BEGIN
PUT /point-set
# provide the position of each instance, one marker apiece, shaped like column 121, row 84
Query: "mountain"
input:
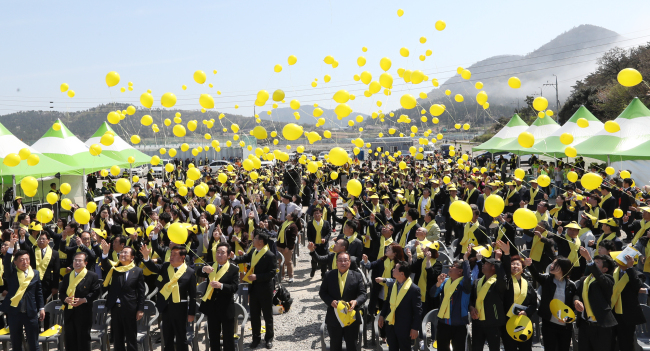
column 567, row 56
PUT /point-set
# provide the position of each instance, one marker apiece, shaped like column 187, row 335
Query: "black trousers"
column 174, row 327
column 337, row 334
column 454, row 334
column 259, row 306
column 397, row 342
column 593, row 337
column 625, row 336
column 77, row 322
column 125, row 328
column 510, row 344
column 16, row 323
column 216, row 323
column 482, row 331
column 556, row 337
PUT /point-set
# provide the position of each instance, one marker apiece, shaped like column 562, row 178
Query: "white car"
column 218, row 164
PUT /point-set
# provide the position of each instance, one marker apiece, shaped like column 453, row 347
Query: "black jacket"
column 354, row 289
column 186, row 286
column 221, row 305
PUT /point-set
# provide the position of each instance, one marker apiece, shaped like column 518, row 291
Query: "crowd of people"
column 581, row 264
END
== ABOUT THIS EXERCISE ==
Write out all the records again, exactly, minus any pictures.

== RESPONSE BELOW ==
PUT /point-set
# provide the position of each instance, one marker apiece, shaped like column 121, row 84
Query: "mountain"
input:
column 567, row 56
PUT /point-set
# provide the position of each instance, one marker apiece, shaped like column 187, row 335
Query: "black trousers"
column 174, row 327
column 337, row 334
column 454, row 334
column 259, row 306
column 397, row 342
column 593, row 337
column 625, row 336
column 77, row 322
column 125, row 328
column 510, row 344
column 16, row 323
column 216, row 323
column 482, row 331
column 556, row 337
PUT /point-set
# provide the position of each instance, one marker apiece, shaped like column 562, row 178
Query: "white car"
column 218, row 164
PUT /point-set
# provide the position of each instance, one marker apiece, shaped like column 453, row 347
Query: "black jacket"
column 354, row 289
column 186, row 286
column 221, row 305
PUT /point-set
# provide the position of each instance, one marker apiece, shaped like column 518, row 291
Query: "crowd of people"
column 581, row 264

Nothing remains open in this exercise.